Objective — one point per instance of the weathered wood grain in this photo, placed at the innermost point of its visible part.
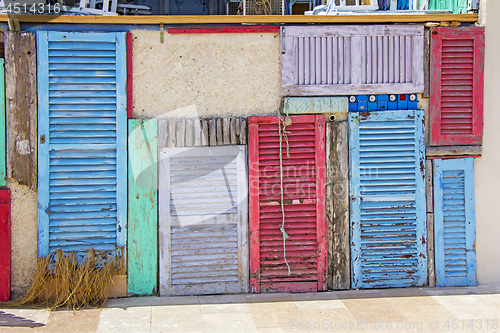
(212, 130)
(429, 191)
(218, 126)
(180, 134)
(431, 268)
(21, 107)
(3, 165)
(197, 132)
(243, 131)
(427, 61)
(142, 245)
(453, 150)
(234, 135)
(337, 205)
(226, 136)
(162, 132)
(204, 132)
(190, 133)
(171, 136)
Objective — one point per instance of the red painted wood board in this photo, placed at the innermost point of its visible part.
(4, 245)
(304, 205)
(457, 84)
(223, 30)
(450, 157)
(130, 104)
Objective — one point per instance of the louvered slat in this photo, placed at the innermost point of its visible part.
(348, 60)
(203, 220)
(303, 195)
(82, 163)
(457, 87)
(454, 222)
(387, 192)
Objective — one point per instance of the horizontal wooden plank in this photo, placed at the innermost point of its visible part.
(239, 19)
(222, 30)
(454, 151)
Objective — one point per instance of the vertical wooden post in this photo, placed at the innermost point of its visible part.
(21, 102)
(3, 165)
(142, 207)
(337, 205)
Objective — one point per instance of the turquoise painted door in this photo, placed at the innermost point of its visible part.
(82, 157)
(387, 189)
(454, 222)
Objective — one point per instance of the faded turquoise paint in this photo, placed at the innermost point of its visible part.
(304, 105)
(142, 207)
(458, 6)
(2, 123)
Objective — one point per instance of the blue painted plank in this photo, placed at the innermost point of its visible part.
(388, 213)
(83, 195)
(3, 173)
(454, 222)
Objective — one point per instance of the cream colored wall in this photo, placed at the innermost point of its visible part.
(487, 168)
(24, 237)
(197, 75)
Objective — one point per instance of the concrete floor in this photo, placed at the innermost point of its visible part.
(468, 309)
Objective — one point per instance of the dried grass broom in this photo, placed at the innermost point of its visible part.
(63, 281)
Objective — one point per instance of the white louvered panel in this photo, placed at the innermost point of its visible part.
(322, 60)
(387, 59)
(350, 60)
(455, 262)
(203, 220)
(205, 254)
(201, 186)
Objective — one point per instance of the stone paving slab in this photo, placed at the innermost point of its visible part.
(468, 309)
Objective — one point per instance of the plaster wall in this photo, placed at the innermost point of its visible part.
(24, 236)
(198, 75)
(487, 170)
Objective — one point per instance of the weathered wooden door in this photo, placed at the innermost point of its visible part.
(82, 135)
(303, 199)
(454, 222)
(388, 213)
(203, 197)
(457, 86)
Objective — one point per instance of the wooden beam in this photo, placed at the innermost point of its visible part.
(453, 151)
(21, 107)
(241, 19)
(337, 206)
(142, 228)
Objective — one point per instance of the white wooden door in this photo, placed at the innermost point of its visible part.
(203, 220)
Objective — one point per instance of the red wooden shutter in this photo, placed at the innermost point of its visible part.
(304, 205)
(456, 99)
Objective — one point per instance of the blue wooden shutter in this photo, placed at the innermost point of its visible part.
(82, 157)
(454, 222)
(388, 215)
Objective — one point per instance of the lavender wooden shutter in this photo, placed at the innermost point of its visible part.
(350, 60)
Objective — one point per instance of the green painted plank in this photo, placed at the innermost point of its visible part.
(142, 245)
(2, 124)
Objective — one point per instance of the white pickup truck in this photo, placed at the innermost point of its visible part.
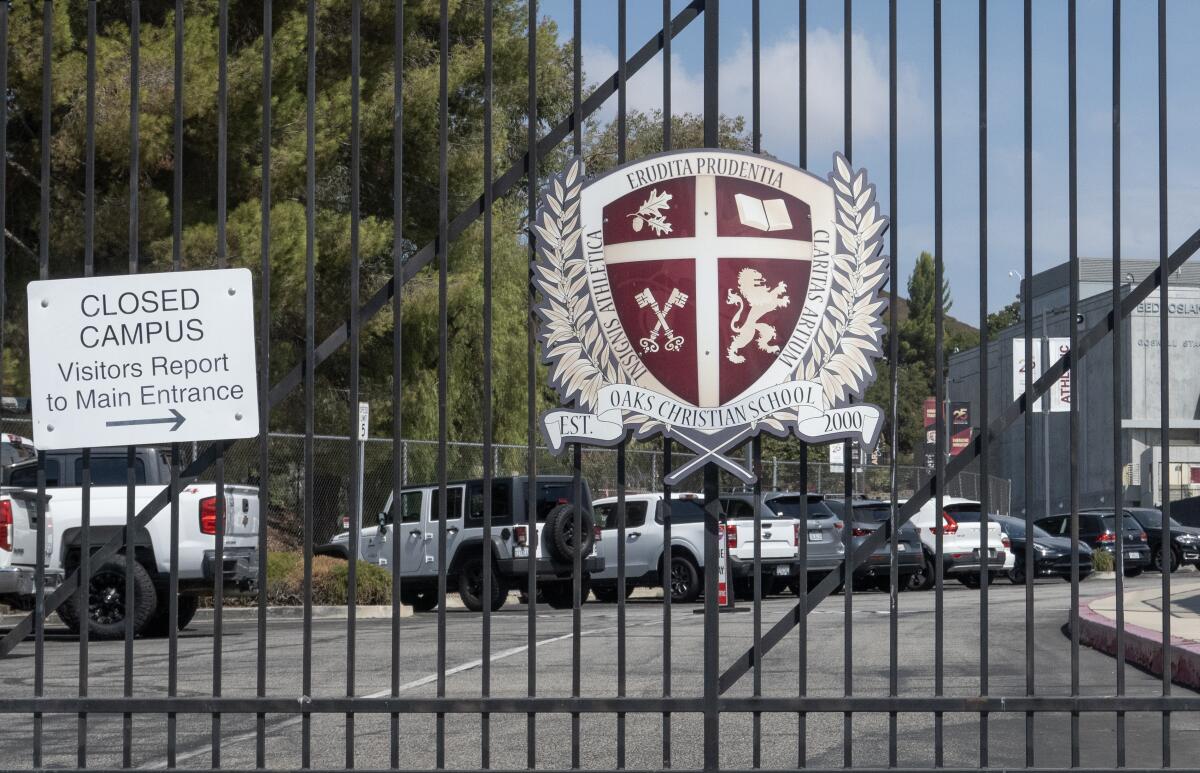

□ □ □ □ □

Description of the task: Keep the pictures out of the copy and write out the data exactly as it stands.

Task output:
Objective — one point per instance of the weathered wood grain in this photo, placed at the innermost point of its visible part.
(212, 130)
(429, 191)
(218, 126)
(180, 134)
(431, 268)
(21, 107)
(3, 165)
(197, 132)
(243, 131)
(427, 61)
(142, 245)
(453, 150)
(234, 135)
(337, 205)
(226, 136)
(162, 132)
(204, 132)
(190, 133)
(171, 136)
Objective — one point per instance of the red painted wood board in this photo, placed at the innermost point of its visible part.
(4, 245)
(304, 205)
(457, 84)
(223, 30)
(450, 157)
(130, 104)
Objective — one point per instance of the louvered slat in this photo, placed at the innermost point of its visible part.
(348, 60)
(203, 220)
(303, 195)
(82, 163)
(457, 87)
(454, 222)
(387, 192)
Objective — one point per instance of the horizontal wooden plank in this photo, placed at the innermost point of its visible part.
(239, 19)
(222, 30)
(454, 151)
Objective — one point per instance of the vertical wooden post in this photo, placed at the innermost point of its visible part.
(21, 102)
(3, 165)
(142, 207)
(337, 205)
Objective — one point per instance of the turquoise painted door in this photo, placed at the innermost point of its visible part.
(82, 157)
(387, 189)
(454, 222)
Objective — one point per instance of the faded turquoise paint in this photo, placed at the innermost point of its visible part.
(304, 105)
(142, 207)
(458, 6)
(2, 123)
Objective — one point per instance of the blue painted plank in this photo, placed at the innermost point of its visible part.
(388, 213)
(83, 195)
(3, 173)
(454, 222)
Objective — one point per instance of the cream colored wall in this photo, placed at the innermost point of its visible part.
(487, 168)
(24, 237)
(197, 75)
Objective — one point per instance of the concrete floor in this photo, placed at the innermost point of its visible part.
(468, 309)
Objective — one point per instance of the dried grass broom in this photo, placed at the innermost point of its visible part.
(63, 281)
Objective — one point per instance of the white louvered panel in this photo, placed at the innermost point of its visible part.
(322, 60)
(387, 59)
(350, 60)
(455, 262)
(203, 220)
(205, 254)
(201, 186)
Objective — one point per instance of the stone paving slab in this photo, placed at the innermost point of its visible part.
(468, 309)
Objective — one point per instance of the plaster wall in this photo, placed at the innermost point of its visible part.
(24, 236)
(198, 75)
(487, 170)
Objective — one point per instance of the weathered wooden door in this photo, placed at the innermost point of its visible part.
(82, 135)
(303, 199)
(454, 222)
(388, 213)
(203, 197)
(457, 86)
Objective — one point per instance of the wooden beam in this photo, placed at the innermost point of its visible part.
(453, 151)
(21, 107)
(241, 19)
(337, 206)
(142, 228)
Objective — one point per instance of the white wooden door in this photo, placed at the innermost point of its visible part.
(203, 220)
Objective — one point per instance of the red wooden shutter in this photo, placed at the innermost point of its visible part.
(304, 205)
(456, 99)
Objective — one point per instance of the blue wooden shutter in this photo, placed at the innermost point of its visible part.
(82, 157)
(454, 222)
(388, 215)
Objective — one point per instance of the lavender wooden shutter in this photo, placed at the innermost point of its visible part.
(350, 60)
Objective — one point per instance of the green painted plank in this photo, placed at the innermost point of its visible part.
(142, 245)
(2, 124)
Objective — one point per instance of the white pickup truck in this photo, placed at the innermost point of its visible part.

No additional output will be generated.